═════ PROVIDED RECORDS ═════

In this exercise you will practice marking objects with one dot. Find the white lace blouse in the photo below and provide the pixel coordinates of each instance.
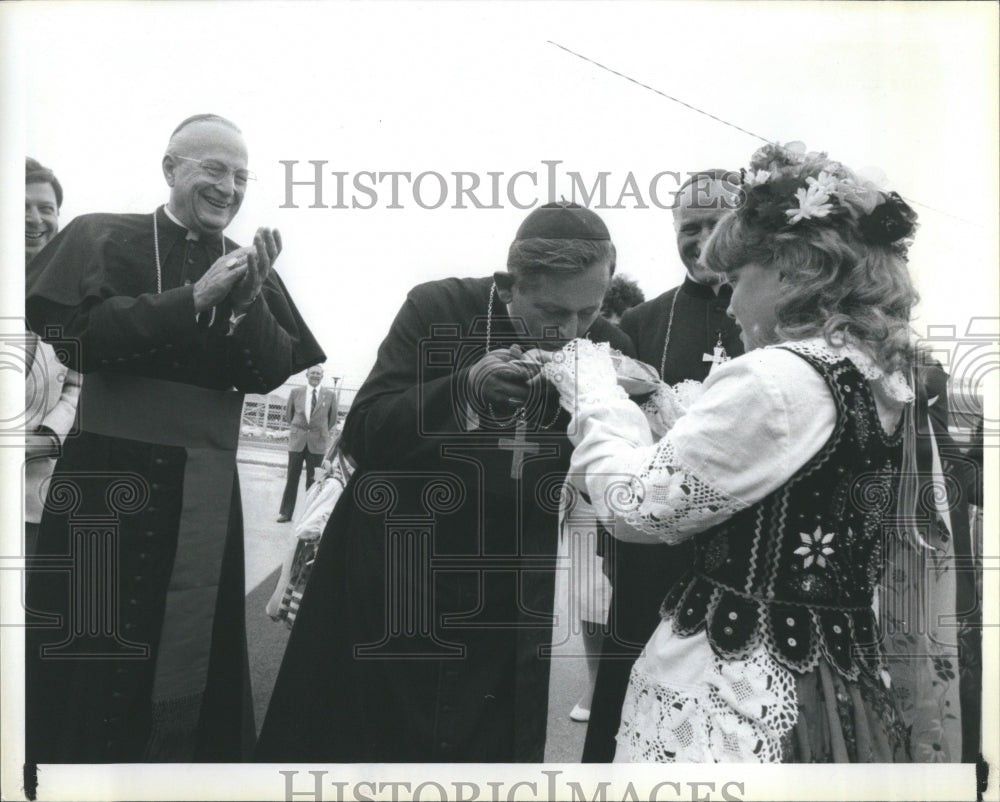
(722, 447)
(755, 422)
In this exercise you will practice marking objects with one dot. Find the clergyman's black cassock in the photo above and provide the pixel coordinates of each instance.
(641, 574)
(135, 649)
(422, 632)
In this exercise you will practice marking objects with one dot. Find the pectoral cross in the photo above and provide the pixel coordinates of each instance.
(518, 447)
(718, 355)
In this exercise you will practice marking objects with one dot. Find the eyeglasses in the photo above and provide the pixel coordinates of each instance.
(217, 171)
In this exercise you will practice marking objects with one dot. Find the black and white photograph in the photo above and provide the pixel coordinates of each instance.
(499, 401)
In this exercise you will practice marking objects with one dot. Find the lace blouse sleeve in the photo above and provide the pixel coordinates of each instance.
(759, 419)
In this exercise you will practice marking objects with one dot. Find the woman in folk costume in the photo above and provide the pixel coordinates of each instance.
(784, 468)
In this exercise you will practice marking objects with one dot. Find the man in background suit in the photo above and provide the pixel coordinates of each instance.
(311, 413)
(51, 388)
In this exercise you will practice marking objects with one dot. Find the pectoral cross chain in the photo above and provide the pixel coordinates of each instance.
(718, 355)
(518, 447)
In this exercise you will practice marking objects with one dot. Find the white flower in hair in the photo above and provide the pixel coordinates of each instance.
(755, 177)
(812, 204)
(825, 183)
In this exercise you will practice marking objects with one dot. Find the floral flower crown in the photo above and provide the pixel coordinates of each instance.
(786, 187)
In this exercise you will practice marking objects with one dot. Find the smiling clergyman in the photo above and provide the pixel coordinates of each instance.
(174, 323)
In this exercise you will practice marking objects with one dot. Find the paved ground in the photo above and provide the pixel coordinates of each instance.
(262, 477)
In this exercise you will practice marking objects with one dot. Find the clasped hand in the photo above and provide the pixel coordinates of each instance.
(506, 377)
(239, 274)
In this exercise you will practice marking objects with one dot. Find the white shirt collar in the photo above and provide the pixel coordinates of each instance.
(190, 234)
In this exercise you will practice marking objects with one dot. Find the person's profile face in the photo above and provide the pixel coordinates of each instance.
(41, 217)
(756, 291)
(700, 206)
(202, 200)
(558, 307)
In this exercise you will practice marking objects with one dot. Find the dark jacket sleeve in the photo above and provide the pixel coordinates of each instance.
(111, 327)
(404, 407)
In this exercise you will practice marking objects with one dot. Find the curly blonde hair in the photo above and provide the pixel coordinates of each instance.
(845, 272)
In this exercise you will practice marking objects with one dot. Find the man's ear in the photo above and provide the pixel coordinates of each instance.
(168, 165)
(505, 284)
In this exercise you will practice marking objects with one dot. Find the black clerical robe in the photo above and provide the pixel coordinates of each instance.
(641, 574)
(423, 630)
(136, 648)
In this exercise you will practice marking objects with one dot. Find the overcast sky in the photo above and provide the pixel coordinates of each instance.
(444, 88)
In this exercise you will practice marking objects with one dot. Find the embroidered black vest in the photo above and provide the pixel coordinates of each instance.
(797, 570)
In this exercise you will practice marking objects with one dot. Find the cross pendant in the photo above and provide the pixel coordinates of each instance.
(518, 447)
(717, 357)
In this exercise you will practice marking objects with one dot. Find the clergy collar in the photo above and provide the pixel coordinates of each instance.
(698, 290)
(173, 219)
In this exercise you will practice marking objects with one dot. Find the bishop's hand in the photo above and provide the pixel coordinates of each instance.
(220, 279)
(260, 256)
(502, 379)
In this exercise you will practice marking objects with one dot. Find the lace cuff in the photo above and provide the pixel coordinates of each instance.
(669, 403)
(584, 375)
(669, 501)
(739, 712)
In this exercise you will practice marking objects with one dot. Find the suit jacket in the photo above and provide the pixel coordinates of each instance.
(313, 434)
(51, 391)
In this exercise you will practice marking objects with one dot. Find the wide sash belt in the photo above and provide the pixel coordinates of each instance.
(206, 424)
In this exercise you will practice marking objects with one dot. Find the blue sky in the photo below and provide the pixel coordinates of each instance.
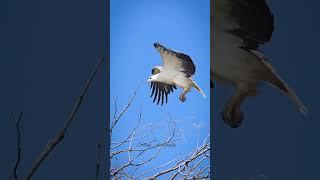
(179, 25)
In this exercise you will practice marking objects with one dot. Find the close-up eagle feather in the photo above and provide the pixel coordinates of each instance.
(238, 29)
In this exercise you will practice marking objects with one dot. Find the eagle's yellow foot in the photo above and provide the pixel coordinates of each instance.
(182, 98)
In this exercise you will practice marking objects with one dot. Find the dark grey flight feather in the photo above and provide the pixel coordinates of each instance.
(159, 90)
(187, 63)
(255, 22)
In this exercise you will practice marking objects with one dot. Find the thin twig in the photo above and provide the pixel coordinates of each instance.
(56, 140)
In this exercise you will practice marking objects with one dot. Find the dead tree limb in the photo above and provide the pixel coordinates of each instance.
(56, 140)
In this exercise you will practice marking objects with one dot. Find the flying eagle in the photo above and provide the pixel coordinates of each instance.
(238, 28)
(177, 70)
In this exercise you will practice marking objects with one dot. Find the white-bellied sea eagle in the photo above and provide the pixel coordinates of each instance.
(238, 28)
(177, 70)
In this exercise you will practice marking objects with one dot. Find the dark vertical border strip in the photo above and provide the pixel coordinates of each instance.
(106, 37)
(211, 99)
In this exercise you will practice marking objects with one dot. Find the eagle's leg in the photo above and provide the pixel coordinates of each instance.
(182, 96)
(232, 114)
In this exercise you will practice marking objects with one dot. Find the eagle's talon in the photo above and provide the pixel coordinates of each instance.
(182, 98)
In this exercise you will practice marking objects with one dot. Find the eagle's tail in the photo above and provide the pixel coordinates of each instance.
(197, 88)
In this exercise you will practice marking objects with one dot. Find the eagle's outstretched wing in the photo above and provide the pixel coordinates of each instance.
(238, 28)
(175, 60)
(159, 89)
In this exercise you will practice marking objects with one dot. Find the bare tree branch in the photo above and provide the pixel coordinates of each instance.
(141, 145)
(56, 140)
(117, 118)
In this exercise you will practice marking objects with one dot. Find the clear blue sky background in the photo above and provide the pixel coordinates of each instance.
(179, 25)
(275, 140)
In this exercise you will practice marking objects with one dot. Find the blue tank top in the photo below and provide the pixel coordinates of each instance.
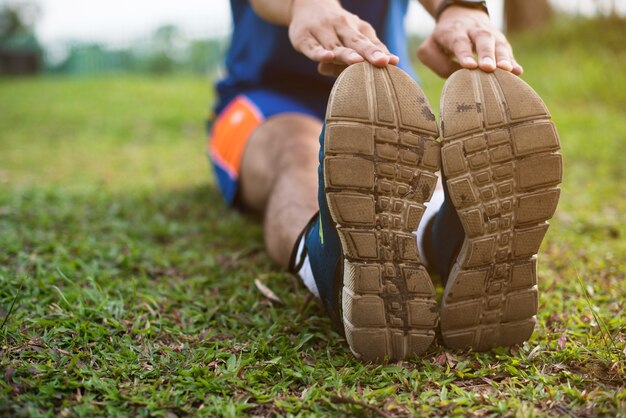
(260, 55)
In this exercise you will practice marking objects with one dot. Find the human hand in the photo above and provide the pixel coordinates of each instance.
(335, 38)
(458, 34)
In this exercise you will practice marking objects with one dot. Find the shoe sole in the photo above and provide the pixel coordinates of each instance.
(379, 169)
(500, 162)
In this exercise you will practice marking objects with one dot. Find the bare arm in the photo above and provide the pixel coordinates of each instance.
(460, 32)
(326, 33)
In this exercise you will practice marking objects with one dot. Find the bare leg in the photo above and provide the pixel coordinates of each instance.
(279, 179)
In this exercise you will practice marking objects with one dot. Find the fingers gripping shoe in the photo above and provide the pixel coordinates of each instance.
(378, 162)
(501, 171)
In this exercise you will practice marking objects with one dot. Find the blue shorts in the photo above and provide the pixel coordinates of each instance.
(233, 126)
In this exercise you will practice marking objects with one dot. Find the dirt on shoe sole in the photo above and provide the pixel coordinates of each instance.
(500, 162)
(380, 160)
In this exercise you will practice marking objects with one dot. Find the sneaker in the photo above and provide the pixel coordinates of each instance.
(501, 170)
(378, 160)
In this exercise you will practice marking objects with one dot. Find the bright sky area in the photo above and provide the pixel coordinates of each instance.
(121, 21)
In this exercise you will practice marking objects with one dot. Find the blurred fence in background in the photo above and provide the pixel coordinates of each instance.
(170, 49)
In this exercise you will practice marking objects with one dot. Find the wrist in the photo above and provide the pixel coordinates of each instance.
(296, 6)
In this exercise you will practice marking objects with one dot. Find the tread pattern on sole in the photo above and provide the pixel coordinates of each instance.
(379, 168)
(502, 168)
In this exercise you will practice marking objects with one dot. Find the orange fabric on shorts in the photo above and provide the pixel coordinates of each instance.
(231, 132)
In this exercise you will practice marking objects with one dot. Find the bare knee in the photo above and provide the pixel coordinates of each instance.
(282, 143)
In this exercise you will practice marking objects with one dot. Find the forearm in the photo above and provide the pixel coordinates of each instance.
(430, 6)
(279, 12)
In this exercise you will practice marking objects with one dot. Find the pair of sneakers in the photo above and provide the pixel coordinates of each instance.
(379, 163)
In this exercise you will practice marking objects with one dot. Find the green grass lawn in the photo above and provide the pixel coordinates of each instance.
(127, 287)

═════

■ HOW TO COMPLETE THIS TASK ■
Beginning at the line that holds "Find the tread", reproduce each line of the records above down to and including the last one.

■ RESULT OF THIS EXERCISE ■
In this exercise you will practice marking objects with one dot. Find the tread pattern on sole in the photo above and provide the pixel coordinates of each instance.
(379, 168)
(502, 168)
In this exercise you will practice marking objects with one dot. Find the orange fabric on shorts in the photo above and provide the pixel coordinates of each instance.
(231, 132)
In this exercise you will practice marking objects with one dot. Find the bare knee in the photo above and provide the pixel coordinates of each instance.
(282, 143)
In this exercise you will practice marking objects with one dot. Find the forearm in the photo above and provide the pixel coordinates of each instance.
(430, 6)
(279, 12)
In this exercise you will practice marking objects with one dot. Find the pair of sneakers in the photo above and provide the pixel coordinates of each instance.
(379, 163)
In this exercise you will practice marking objects with one dot. Find the green grass lawn in the photo above and provide the pixel coordinates of each instance.
(127, 287)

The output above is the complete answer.